§ **TASK ITEM**
Write out each line of the entries below that holds the word "throw".

Dataset excerpts:

::::::::

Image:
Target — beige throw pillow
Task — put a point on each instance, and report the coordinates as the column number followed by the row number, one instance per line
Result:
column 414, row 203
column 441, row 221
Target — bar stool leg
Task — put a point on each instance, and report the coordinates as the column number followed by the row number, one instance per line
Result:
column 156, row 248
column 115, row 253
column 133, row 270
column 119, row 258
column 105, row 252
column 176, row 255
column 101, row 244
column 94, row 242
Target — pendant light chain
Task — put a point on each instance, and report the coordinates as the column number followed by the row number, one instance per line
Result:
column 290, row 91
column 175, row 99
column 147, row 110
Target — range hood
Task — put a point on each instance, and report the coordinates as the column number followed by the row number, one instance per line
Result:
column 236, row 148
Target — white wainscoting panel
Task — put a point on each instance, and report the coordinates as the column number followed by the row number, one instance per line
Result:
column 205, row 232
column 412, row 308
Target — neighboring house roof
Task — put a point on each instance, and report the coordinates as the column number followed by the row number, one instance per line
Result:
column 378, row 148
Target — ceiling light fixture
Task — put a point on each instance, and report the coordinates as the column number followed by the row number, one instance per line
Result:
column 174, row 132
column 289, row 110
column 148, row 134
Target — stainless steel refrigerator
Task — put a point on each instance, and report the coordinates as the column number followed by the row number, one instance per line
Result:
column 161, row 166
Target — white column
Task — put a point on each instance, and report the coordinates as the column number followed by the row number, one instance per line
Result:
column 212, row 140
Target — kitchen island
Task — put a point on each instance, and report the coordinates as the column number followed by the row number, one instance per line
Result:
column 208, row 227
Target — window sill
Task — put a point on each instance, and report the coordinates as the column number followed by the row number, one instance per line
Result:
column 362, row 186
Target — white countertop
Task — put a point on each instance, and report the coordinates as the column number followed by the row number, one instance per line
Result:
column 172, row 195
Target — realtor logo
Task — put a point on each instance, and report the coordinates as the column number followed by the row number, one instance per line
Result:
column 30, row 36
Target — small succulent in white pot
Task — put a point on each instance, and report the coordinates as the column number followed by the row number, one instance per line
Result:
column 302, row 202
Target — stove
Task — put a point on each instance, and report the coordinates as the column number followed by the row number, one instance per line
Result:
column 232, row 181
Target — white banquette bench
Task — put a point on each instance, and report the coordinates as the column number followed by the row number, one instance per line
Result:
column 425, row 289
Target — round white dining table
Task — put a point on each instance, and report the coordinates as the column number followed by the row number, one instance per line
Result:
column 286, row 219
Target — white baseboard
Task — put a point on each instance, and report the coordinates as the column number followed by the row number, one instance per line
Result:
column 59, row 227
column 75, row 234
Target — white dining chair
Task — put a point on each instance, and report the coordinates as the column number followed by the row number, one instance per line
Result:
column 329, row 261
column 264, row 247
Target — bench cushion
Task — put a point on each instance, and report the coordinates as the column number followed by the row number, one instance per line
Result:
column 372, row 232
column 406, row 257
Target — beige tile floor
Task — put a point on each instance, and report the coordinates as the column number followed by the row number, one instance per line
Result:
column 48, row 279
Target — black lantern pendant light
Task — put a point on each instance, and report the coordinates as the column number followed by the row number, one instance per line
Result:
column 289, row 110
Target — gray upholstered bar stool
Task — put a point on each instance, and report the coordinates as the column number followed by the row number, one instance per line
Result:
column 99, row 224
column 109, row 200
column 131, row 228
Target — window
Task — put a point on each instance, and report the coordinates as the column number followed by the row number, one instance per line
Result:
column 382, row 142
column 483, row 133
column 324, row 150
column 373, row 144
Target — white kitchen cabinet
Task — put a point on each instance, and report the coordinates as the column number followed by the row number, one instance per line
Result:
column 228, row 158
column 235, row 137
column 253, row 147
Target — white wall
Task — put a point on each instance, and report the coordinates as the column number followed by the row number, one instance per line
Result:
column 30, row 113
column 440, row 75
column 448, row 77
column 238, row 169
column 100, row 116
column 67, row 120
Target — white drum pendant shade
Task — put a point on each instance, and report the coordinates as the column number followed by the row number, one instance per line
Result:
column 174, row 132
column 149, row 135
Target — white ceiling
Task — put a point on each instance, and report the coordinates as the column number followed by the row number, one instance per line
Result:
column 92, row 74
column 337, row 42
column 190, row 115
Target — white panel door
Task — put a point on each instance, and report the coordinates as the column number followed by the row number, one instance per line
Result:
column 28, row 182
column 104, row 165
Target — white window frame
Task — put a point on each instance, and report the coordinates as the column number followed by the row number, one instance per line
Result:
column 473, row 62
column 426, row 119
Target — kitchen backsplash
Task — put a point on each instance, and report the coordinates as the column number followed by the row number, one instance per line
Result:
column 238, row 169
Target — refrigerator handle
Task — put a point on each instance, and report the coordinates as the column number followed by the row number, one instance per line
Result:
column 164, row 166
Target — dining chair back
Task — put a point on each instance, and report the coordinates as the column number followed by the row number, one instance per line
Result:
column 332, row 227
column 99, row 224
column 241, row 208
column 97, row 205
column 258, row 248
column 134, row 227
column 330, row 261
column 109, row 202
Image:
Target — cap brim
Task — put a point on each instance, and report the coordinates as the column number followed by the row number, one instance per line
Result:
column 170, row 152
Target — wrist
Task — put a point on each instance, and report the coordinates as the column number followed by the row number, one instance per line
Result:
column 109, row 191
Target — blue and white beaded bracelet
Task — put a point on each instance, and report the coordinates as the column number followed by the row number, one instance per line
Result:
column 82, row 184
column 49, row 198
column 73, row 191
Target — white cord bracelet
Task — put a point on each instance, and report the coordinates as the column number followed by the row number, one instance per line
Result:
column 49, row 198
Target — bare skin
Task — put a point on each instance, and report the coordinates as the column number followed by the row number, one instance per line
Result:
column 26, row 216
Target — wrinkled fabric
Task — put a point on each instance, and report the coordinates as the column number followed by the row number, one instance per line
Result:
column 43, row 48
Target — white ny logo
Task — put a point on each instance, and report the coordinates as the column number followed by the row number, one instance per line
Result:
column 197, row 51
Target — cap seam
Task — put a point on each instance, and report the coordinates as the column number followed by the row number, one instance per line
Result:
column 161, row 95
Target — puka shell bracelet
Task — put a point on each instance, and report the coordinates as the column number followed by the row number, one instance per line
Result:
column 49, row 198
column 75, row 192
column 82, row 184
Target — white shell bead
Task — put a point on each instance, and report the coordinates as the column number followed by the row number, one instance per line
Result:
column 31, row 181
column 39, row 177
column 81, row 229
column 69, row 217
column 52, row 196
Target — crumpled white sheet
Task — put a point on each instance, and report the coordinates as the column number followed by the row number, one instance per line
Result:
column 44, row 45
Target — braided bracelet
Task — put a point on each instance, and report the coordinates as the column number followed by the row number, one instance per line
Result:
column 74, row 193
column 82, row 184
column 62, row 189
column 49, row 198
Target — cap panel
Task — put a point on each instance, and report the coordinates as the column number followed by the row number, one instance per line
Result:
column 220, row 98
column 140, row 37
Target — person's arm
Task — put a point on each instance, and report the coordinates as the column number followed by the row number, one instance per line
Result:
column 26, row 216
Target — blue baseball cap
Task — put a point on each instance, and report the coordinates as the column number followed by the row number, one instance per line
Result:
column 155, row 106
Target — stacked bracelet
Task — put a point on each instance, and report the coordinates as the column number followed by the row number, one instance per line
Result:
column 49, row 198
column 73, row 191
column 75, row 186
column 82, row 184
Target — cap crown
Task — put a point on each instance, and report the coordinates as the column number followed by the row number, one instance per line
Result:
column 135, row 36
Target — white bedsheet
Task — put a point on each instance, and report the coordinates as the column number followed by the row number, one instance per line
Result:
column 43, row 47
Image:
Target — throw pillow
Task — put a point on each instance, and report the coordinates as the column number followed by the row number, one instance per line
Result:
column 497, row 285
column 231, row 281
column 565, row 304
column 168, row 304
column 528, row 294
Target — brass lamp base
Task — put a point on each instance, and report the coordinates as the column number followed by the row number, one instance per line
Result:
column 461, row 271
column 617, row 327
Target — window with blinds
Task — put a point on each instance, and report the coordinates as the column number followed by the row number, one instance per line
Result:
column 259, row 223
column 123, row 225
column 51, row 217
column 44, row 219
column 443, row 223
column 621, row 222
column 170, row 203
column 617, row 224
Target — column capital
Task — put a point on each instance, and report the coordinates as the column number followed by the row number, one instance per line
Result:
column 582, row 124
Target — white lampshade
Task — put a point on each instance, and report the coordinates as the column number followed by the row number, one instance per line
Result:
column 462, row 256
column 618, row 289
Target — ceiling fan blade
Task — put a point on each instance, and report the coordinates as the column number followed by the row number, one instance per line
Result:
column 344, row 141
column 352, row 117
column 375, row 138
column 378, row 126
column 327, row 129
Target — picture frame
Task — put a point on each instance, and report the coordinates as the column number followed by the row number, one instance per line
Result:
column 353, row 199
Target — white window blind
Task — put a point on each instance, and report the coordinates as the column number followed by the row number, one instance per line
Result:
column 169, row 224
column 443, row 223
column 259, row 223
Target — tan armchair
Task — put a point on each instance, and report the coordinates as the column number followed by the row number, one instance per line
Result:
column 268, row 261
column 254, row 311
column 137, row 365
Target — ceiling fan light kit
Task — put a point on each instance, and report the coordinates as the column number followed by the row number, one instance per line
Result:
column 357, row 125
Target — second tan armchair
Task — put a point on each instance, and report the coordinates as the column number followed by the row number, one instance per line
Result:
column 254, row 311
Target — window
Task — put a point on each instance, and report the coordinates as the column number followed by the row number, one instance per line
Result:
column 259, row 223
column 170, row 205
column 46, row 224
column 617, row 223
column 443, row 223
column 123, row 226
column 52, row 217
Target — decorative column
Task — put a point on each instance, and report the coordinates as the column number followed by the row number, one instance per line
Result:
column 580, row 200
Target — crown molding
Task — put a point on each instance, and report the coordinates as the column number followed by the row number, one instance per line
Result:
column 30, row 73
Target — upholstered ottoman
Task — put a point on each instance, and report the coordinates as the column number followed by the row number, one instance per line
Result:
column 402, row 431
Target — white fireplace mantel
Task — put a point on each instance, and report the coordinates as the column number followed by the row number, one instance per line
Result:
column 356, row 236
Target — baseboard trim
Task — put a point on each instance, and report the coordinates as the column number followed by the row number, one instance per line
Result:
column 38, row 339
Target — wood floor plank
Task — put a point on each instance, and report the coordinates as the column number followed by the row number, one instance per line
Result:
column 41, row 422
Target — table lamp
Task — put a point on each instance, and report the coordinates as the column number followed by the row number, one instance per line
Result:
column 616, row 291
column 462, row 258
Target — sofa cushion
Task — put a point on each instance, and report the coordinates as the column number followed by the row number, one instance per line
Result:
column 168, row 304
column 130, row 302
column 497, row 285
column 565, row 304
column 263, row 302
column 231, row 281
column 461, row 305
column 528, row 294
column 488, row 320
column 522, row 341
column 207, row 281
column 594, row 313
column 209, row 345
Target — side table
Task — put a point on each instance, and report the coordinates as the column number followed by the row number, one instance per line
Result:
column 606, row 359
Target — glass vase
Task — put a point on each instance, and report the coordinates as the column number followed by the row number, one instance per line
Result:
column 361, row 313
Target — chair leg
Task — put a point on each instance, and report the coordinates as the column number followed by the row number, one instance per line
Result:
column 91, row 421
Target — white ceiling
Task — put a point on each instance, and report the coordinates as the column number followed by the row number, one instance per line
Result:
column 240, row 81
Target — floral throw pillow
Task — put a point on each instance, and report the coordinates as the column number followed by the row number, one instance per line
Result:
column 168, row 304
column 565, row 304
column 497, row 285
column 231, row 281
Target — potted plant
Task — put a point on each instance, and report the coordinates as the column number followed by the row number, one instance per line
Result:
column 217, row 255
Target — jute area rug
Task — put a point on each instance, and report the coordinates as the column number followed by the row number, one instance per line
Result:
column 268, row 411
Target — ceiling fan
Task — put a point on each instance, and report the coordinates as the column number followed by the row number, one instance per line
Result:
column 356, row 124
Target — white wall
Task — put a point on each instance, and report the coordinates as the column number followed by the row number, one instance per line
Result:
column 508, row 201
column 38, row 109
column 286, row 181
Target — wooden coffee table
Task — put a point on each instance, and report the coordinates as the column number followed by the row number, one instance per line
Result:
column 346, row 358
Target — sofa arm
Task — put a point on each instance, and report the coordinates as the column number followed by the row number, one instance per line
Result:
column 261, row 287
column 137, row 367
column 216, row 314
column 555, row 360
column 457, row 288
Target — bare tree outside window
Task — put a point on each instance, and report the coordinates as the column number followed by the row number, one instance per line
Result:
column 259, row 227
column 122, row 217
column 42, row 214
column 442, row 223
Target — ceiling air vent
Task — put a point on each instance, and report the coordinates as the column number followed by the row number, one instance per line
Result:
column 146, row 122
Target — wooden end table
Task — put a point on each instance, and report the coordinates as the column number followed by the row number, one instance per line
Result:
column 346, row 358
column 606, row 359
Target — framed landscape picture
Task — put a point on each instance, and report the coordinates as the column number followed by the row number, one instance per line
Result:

::::::::

§ **ANSWER SECTION**
Target — beige throw pillow
Target — throw pillow
Target — floral throw pillow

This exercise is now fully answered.